What the exercise asks:
Copy the entries below word for word, starting at the very first line and ending at the line that contains "0, 0, 278, 62", with both ends included. Leave the pictures out of your copy.

Stored data:
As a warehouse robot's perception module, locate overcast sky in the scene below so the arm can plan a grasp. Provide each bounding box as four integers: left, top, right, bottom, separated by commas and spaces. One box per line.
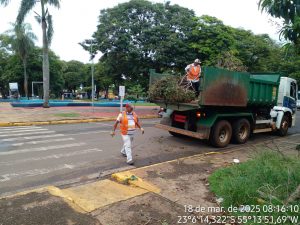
0, 0, 278, 62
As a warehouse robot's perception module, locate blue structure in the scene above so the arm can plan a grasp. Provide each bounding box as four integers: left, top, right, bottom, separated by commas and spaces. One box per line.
10, 100, 130, 107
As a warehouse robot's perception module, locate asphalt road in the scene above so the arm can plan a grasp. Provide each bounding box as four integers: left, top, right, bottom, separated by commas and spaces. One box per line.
0, 113, 300, 196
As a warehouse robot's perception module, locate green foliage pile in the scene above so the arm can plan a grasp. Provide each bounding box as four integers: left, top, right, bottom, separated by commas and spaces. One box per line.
209, 151, 300, 224
149, 76, 195, 103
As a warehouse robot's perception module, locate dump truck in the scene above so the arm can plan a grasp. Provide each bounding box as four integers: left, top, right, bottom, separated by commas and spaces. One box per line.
150, 67, 298, 147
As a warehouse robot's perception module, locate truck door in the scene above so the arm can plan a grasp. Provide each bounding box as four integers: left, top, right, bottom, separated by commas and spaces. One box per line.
283, 81, 297, 113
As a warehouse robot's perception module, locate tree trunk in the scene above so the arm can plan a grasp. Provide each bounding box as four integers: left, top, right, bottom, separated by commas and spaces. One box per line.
41, 0, 50, 108
23, 59, 29, 99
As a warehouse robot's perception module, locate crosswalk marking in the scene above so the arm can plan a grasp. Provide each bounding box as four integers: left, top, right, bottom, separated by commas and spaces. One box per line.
0, 162, 87, 182
0, 128, 48, 134
0, 148, 103, 166
0, 134, 65, 142
0, 142, 86, 156
0, 126, 41, 130
0, 130, 55, 137
11, 138, 74, 146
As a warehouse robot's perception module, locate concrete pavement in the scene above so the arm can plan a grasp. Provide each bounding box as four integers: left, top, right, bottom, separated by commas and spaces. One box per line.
0, 134, 300, 225
0, 103, 159, 127
0, 112, 300, 196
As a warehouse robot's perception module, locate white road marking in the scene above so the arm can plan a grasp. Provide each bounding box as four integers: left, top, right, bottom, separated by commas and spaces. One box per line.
68, 130, 110, 136
0, 126, 41, 130
0, 131, 55, 137
0, 128, 48, 134
0, 142, 86, 156
0, 134, 65, 142
0, 162, 87, 182
0, 148, 103, 166
11, 138, 74, 146
93, 123, 113, 127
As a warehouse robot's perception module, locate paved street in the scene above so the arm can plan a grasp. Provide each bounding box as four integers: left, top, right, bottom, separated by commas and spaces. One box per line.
0, 113, 300, 196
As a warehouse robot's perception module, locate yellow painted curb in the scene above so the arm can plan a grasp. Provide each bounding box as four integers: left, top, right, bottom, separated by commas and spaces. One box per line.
49, 179, 148, 213
0, 115, 158, 127
47, 186, 86, 213
111, 171, 160, 194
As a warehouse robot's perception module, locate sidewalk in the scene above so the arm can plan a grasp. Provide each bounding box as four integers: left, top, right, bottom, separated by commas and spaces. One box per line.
0, 103, 159, 125
0, 135, 300, 225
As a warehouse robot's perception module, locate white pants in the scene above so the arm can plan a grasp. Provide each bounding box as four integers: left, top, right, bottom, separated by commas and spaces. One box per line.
121, 135, 133, 162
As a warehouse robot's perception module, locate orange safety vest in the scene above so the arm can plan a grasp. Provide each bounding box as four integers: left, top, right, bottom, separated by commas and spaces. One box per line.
120, 111, 138, 135
188, 65, 201, 80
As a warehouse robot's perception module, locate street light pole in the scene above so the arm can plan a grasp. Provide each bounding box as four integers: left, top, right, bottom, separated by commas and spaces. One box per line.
91, 40, 95, 112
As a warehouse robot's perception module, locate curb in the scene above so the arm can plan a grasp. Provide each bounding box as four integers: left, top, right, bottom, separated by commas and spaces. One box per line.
0, 115, 158, 127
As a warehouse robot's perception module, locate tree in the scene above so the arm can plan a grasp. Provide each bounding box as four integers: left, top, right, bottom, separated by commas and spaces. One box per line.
13, 0, 60, 108
190, 15, 235, 66
8, 24, 37, 97
128, 84, 145, 100
63, 60, 86, 91
82, 0, 196, 87
258, 0, 300, 50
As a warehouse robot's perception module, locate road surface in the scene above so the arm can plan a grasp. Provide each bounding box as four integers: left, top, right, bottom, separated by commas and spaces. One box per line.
0, 113, 300, 196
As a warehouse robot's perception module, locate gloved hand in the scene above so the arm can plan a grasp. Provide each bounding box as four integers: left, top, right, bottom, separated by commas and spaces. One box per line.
110, 131, 116, 137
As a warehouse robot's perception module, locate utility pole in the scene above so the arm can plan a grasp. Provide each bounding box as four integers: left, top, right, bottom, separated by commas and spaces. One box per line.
90, 40, 95, 112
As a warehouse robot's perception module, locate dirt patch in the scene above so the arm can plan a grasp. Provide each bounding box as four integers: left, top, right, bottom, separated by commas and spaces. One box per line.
95, 193, 201, 225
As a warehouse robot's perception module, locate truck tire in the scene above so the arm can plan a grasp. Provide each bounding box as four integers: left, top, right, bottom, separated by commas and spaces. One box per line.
277, 115, 289, 137
210, 120, 232, 148
232, 119, 251, 144
169, 131, 184, 137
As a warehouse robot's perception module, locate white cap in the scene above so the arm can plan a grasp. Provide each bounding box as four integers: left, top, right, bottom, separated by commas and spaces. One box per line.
194, 59, 201, 63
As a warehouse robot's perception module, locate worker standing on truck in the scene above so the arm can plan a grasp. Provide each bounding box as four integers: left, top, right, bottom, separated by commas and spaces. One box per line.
185, 59, 201, 98
111, 104, 145, 165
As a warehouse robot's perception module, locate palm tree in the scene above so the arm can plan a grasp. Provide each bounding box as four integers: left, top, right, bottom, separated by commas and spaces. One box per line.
7, 24, 37, 97
0, 0, 60, 108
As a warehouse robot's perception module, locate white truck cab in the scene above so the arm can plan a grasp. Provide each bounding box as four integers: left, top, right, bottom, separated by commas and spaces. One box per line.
270, 77, 298, 133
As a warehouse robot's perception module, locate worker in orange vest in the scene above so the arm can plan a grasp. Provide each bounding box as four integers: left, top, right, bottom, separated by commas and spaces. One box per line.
185, 59, 201, 97
111, 104, 145, 165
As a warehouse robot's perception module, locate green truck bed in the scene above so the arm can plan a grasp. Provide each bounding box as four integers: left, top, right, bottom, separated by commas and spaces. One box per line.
150, 67, 280, 110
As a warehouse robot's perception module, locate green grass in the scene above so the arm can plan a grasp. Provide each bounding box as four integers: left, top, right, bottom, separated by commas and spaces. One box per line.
54, 113, 80, 118
209, 151, 300, 224
133, 102, 158, 106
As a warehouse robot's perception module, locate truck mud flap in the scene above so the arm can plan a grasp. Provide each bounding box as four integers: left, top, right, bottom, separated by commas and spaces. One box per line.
155, 124, 209, 139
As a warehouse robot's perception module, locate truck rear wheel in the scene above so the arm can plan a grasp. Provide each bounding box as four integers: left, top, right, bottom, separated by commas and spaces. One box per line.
169, 131, 184, 137
232, 119, 251, 144
210, 120, 232, 148
277, 115, 289, 137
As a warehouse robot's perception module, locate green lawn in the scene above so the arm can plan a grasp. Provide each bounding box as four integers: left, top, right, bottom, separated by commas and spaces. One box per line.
209, 151, 300, 224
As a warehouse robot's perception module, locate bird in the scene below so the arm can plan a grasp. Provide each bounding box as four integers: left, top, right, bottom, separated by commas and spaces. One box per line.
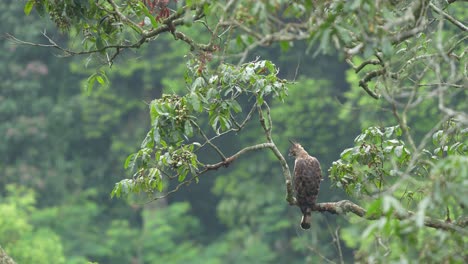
289, 141, 322, 229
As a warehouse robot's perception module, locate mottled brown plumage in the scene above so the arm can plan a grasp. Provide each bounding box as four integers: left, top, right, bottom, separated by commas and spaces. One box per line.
289, 143, 322, 229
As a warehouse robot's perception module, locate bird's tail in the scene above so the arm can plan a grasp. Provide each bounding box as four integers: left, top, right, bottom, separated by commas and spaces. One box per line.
301, 212, 311, 229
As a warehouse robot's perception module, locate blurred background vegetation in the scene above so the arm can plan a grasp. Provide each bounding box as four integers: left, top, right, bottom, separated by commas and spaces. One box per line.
0, 1, 466, 264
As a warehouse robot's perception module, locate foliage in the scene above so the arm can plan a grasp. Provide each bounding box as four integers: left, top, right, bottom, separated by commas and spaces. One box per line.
112, 61, 286, 197
9, 0, 468, 263
0, 185, 65, 263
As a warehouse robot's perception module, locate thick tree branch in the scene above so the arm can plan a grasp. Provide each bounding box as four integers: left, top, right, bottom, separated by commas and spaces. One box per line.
313, 200, 468, 235
200, 143, 274, 170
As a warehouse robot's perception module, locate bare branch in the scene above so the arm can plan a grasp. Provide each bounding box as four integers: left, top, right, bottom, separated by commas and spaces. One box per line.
312, 200, 468, 235
429, 3, 468, 31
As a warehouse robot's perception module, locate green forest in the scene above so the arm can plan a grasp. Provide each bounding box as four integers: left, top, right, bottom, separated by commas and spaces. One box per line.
0, 0, 468, 264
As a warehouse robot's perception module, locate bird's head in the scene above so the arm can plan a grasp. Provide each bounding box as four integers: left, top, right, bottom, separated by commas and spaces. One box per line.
288, 140, 304, 157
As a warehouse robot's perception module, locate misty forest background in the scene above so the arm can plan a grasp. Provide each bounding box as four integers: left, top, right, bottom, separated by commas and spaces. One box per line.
0, 1, 468, 264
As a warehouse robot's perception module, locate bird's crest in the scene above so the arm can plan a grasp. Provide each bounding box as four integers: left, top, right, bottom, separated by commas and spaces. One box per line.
289, 139, 304, 157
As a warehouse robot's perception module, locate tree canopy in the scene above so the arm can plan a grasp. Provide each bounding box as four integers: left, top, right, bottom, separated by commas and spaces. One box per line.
0, 0, 468, 263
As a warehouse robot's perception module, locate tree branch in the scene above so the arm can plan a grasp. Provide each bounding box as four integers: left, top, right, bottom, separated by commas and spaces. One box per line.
312, 200, 468, 236
429, 3, 468, 31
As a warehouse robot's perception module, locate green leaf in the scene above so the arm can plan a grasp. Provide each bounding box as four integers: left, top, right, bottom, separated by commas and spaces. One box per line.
124, 153, 135, 169
230, 100, 242, 113
184, 120, 193, 137
366, 198, 382, 217
24, 0, 35, 15
394, 146, 403, 158
138, 1, 158, 28
187, 93, 203, 112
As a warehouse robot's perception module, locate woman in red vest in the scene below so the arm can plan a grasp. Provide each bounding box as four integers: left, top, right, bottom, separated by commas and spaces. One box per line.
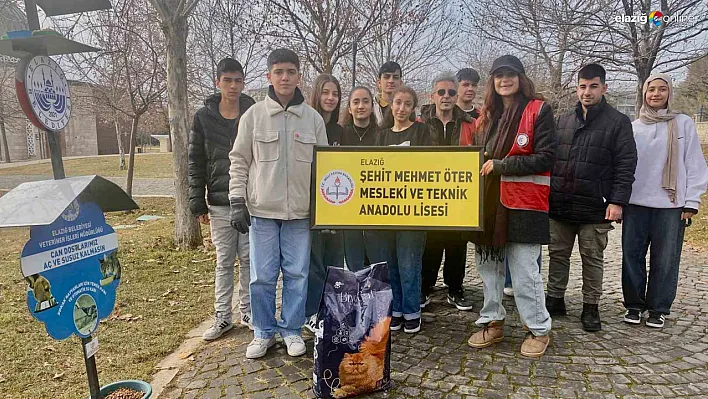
468, 55, 556, 357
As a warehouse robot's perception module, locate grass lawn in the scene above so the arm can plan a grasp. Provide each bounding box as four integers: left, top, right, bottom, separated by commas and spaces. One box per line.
0, 153, 174, 178
0, 198, 215, 399
686, 145, 708, 251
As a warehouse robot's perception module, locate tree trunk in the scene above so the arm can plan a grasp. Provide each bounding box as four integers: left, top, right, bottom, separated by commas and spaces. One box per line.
114, 118, 125, 170
165, 17, 202, 248
634, 66, 651, 118
0, 118, 12, 163
125, 114, 140, 197
167, 130, 172, 152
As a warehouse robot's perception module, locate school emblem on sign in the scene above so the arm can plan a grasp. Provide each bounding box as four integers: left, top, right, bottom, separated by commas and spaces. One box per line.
15, 55, 71, 132
516, 133, 529, 148
320, 170, 354, 205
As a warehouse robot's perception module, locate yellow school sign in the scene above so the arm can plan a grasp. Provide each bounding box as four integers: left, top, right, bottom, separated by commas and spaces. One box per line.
311, 147, 483, 230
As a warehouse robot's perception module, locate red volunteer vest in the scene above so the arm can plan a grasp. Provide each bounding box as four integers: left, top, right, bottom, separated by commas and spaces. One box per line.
500, 100, 551, 212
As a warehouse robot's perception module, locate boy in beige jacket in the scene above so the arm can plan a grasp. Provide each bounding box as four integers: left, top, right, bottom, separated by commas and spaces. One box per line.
229, 49, 327, 359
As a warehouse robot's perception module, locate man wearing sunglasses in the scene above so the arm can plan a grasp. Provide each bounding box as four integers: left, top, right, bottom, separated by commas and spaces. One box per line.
420, 73, 475, 311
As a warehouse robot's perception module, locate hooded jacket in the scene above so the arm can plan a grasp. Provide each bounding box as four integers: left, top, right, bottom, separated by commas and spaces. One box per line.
550, 97, 637, 223
188, 93, 256, 216
229, 86, 327, 220
420, 104, 475, 146
629, 114, 708, 212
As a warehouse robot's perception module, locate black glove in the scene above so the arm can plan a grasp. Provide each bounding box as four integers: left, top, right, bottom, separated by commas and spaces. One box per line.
229, 197, 251, 234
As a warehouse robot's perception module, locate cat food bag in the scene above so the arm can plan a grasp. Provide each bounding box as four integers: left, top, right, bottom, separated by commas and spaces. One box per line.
313, 262, 393, 398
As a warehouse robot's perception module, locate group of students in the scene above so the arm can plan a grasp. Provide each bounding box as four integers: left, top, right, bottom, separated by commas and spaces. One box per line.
189, 49, 708, 359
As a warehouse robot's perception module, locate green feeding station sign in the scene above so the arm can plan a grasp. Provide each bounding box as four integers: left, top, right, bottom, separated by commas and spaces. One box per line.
0, 0, 150, 399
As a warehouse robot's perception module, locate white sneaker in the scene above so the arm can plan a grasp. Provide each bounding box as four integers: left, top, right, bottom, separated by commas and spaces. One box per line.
241, 312, 253, 331
202, 312, 234, 341
246, 337, 275, 359
303, 314, 317, 334
283, 335, 307, 357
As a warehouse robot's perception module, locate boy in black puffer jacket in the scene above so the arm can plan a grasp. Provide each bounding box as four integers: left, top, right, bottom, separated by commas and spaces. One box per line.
188, 58, 255, 340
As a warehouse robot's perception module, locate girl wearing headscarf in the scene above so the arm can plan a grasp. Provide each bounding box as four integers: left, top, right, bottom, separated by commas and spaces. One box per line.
467, 55, 556, 357
622, 73, 708, 328
305, 73, 344, 333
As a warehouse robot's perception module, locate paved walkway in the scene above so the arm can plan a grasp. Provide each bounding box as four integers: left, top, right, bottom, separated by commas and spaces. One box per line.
0, 175, 175, 196
160, 229, 708, 399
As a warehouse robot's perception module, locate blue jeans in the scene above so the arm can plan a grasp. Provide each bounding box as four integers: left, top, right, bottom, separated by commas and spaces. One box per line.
622, 205, 686, 314
475, 242, 551, 336
305, 230, 344, 317
366, 230, 425, 320
504, 251, 543, 288
249, 216, 310, 339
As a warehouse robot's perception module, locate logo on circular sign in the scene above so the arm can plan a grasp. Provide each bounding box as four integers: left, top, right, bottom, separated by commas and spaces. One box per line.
16, 55, 71, 131
320, 170, 354, 205
516, 133, 529, 148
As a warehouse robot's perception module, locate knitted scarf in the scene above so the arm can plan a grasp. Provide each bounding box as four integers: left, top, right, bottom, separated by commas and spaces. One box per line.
639, 73, 678, 204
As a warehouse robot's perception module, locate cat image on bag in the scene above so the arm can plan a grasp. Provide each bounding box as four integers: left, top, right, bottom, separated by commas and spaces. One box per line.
333, 317, 391, 398
25, 274, 57, 312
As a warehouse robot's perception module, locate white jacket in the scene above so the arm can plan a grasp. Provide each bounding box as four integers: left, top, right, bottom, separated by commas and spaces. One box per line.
629, 114, 708, 210
229, 95, 327, 220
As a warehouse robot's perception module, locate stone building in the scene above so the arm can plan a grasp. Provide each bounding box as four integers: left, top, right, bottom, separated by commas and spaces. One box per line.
0, 3, 117, 162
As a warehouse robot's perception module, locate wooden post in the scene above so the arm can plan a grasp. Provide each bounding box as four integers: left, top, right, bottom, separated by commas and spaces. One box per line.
46, 130, 66, 180
81, 337, 102, 399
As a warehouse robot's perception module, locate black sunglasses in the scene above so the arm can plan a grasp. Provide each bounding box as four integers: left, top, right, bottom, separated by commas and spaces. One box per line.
438, 89, 457, 97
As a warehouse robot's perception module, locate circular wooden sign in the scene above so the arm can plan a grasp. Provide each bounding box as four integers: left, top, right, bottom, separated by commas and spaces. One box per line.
15, 55, 71, 132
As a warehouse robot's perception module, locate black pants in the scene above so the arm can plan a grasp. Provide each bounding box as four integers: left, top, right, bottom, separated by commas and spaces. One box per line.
622, 205, 686, 314
421, 231, 467, 295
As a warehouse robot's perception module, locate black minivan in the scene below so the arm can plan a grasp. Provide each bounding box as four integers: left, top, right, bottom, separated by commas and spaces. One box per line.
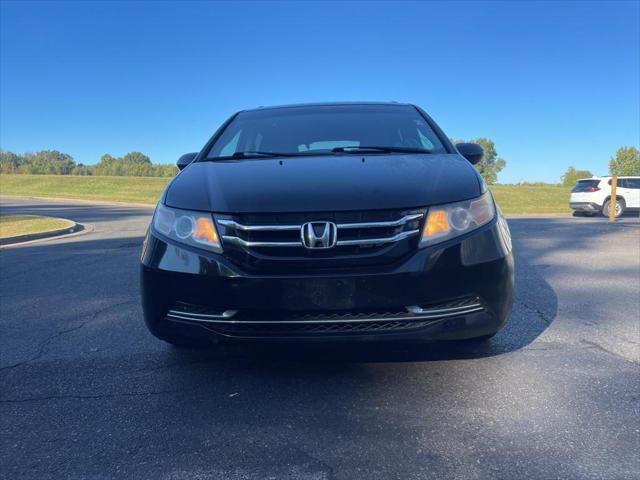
141, 103, 514, 345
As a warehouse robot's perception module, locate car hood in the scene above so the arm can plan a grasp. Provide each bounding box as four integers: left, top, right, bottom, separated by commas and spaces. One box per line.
164, 154, 481, 213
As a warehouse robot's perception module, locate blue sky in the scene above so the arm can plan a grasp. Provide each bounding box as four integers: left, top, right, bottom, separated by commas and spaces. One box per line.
0, 1, 640, 183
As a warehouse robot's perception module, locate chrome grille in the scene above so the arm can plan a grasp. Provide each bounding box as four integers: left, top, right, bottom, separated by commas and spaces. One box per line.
216, 209, 425, 261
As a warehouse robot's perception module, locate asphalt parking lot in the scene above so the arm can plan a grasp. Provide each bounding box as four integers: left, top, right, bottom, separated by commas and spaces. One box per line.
0, 197, 640, 479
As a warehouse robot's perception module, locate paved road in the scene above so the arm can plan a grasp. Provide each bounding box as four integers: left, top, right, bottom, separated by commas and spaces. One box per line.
0, 198, 640, 480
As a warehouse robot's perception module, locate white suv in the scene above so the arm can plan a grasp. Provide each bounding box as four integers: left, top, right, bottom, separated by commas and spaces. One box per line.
569, 176, 640, 217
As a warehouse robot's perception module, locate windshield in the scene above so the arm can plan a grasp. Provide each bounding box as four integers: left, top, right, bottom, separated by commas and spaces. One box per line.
206, 105, 446, 158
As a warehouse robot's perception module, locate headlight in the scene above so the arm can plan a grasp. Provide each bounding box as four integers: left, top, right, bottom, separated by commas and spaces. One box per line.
420, 191, 496, 247
153, 203, 222, 253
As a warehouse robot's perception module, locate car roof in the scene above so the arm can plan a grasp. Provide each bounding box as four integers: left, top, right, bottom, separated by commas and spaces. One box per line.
242, 101, 414, 112
576, 175, 640, 182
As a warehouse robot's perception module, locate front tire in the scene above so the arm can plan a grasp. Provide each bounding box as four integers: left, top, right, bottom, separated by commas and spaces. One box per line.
602, 198, 626, 218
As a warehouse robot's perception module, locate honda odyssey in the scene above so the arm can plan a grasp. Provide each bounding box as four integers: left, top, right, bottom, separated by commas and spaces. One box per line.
141, 103, 514, 345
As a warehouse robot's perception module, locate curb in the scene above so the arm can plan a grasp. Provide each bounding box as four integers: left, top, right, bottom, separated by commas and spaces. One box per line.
0, 220, 84, 246
0, 194, 156, 209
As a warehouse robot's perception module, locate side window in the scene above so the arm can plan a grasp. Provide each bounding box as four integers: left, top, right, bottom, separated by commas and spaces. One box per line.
418, 129, 435, 150
609, 178, 627, 188
626, 178, 640, 190
219, 130, 242, 157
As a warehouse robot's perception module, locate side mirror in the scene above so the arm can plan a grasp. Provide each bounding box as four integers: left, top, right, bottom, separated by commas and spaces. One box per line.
456, 143, 484, 165
176, 152, 198, 170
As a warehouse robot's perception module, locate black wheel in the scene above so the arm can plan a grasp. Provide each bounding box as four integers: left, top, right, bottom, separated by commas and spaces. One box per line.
602, 198, 626, 218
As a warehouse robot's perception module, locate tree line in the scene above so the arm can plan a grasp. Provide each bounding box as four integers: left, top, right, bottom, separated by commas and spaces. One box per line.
0, 150, 178, 177
560, 147, 640, 187
0, 142, 640, 187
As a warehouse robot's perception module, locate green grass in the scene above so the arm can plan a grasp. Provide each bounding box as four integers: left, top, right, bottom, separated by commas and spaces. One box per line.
0, 175, 570, 214
0, 175, 170, 203
491, 185, 571, 214
0, 215, 71, 238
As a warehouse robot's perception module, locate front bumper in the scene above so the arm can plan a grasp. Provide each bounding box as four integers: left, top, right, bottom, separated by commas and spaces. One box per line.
141, 217, 514, 340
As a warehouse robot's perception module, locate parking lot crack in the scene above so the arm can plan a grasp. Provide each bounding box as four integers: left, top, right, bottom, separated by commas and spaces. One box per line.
0, 390, 184, 404
0, 300, 134, 372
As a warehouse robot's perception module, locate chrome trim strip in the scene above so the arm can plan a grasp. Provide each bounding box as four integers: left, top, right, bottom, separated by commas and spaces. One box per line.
336, 213, 424, 229
167, 310, 238, 322
405, 303, 482, 315
218, 219, 302, 232
167, 304, 484, 325
217, 213, 424, 232
222, 230, 420, 247
222, 235, 302, 247
336, 230, 420, 247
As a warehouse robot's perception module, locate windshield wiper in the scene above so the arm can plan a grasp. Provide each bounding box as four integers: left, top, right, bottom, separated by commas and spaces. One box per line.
331, 145, 433, 153
231, 151, 293, 158
205, 151, 296, 161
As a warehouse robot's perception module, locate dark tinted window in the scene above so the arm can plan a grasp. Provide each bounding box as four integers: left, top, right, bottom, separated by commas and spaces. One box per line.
609, 178, 633, 188
571, 180, 600, 192
207, 105, 446, 158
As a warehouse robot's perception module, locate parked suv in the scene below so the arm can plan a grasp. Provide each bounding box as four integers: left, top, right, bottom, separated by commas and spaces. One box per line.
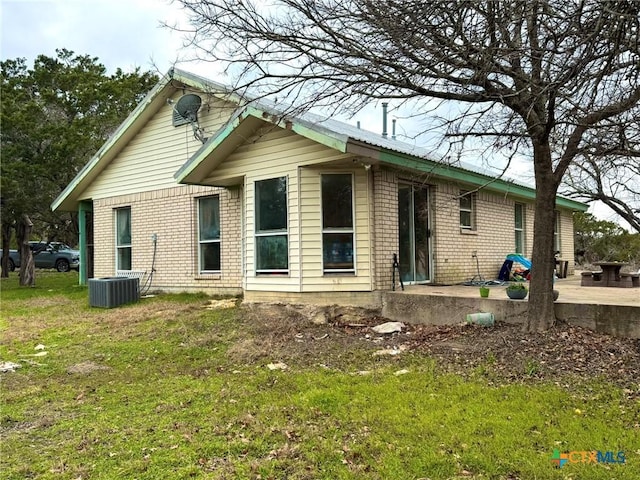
0, 242, 80, 272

The response:
As a warehouse robot's perception module, locate overcast sky in the scene below so the arm can plan a grasp. Provide each bounding box as four integers: left, top, right, bottom, separated by commas and spaces. One box per line.
0, 0, 278, 62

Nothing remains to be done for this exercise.